* [Sunulan alıntı]:
Mülteciler için açık cezaevi Türkiye
Seçime kadar tabela kontrolleri, kayıta kapanan iltica ve geçici koruma sistemi, yabancılar için oturuma kapatılan mahalleler ile ülkede yaşayan göçmen ve mültecileri zor günler bekliyor.
Cavidan Soykan
Türkiye’de bugün, çeşitli ülkelerden gelmiş olan 4 milyondan fazla göçmen yaşıyor. Büyük kısmı temel insan haklarından mahrum şekilde yaşayan göçmen nüfus, Türkiye’de derinleşen ekonomik krizle beraber oluşan toplumsal öfkenin hedefi haline getiriliyor. Bu atmosfer göçmenlerin hayatını daha da zorlaştırıyor, geleceklerini belirsizleştiriyor.
Birlikte Yaşamak İstiyoruz İnsiyatifi* olarak bu kez, uluslararası mülteci hukukunun temel ilkelerinin dünyada ulus devletlerce altının oyulmasına ve göç kontrolü mekanizmalarının Türkiye’ye olan etkilerine odaklanıyoruz.
Haziran ayında düzenlenen Göç Kurulu’nda konuşan İç İşleri Bakanı Soylu; bir şehirden başka bir şehre seyahat edenleri taşıyan taksicilere, yabancı yolcularına yol izin belgesi/kimlik sorma yükümlülüğü getirdiklerini açıkladı. Bu konu Yabancılar ve Uluslararası Koruma Kanunu’nda ‘Taşıyıcıların yükümlülükleri’ maddesi altında düzenleniyor ama bu şekilde değil! Örneğin; uçağa, trene veya gemiye binmeden önce pasaportunuzda gideceğiniz ülke için geçerli bir vizenin olup olmadığını kontrol etmek, ilgili taşıma şirketinin yükümlülüğü. Gittiğiniz ülke tarafından sınırda reddedilirseniz, bu şirketler sizi ülkenize veya kabul edileceğiniz başka bir ülkeye taşımaktan sorumlular. 1990’lı yıllarda kabul edilen bu politika, bugün uluslararası mülteci hukukunda iltica hakkına erişimin önündeki en büyük engellerden biri olarak kabul ediliyor.[1] Çünkü bu politika göç kontrolünün ülke toprakları dışına çıkarılması –dışsallaştırılması- demek.[2] Kendi ülkesinden kaçmak zorunda kalan, örneğin AB üyesi Yunanistan’a sığınacak bir kişinin, Schengen vizesi alabilmesinin ve uçak ile yolculuk yapabilmesinin ne kadar zor olduğunu anlatmaya gerek yok. Ege Denizi’nde ve Meriç’te her gün yaşanan geri itmeler, kazalar ve ölümler göç kontrolünün dışsallaştırılmasının sonuçlarını bize açıkça gösteriyor. Sığınma arayanlar mecburen düzensiz yollardan sınırları geçmeye çalışıyor; kaçakçılara başvuruyor ve ölüm riskini göze alıyorlar. Devletler ise adını “düzensiz göç” koydukları bu sığınma arama hakkı mücadelesine karşı, sınırlarını beton duvarlarla örüyor.

* [Yazılı görev 1]:
Göç kontrolü üzerine metne göre, 1990'lı yıllarda kabul edilen taşıyıcı yükümlülükleri politikası neden uluslararası mülteci hukukunda iltica hakkına erişimin önündeki en büyük engellerden biri olarak kabul ediliyor? Bir ila üç cümleyle açıklayın.
* [Yazılı görev 2]:
Göç kontrolü üzerine metne göre, şehirler arası yolcu taşıyan taksicilere yabancı yolculardan yol izin belgesi veya kimlik isteme yükümlülüğü getirildiğini kim, hangi toplantıda açıkladı?

* [Kaynak malzeme]:
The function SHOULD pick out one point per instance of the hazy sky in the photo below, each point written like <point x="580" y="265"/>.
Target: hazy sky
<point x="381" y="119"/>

* [Eksiksiz yanıt 1]:
Çünkü bu politika, göç kontrolünün ülke toprakları dışına çıkarılması, yani dışsallaştırılması anlamına geliyor. Bu politikaya göre taşıma şirketleri, yolcuyu uçağa, trene veya gemiye almadan önce pasaportunda gidilecek ülke için geçerli bir vize olup olmadığını kontrol etmekle yükümlü.

* [Eksiksiz yanıt 2]:
Bunu, Haziran ayında düzenlenen Göç Kurulu'nda konuşan İç İşleri Bakanı Soylu açıkladı.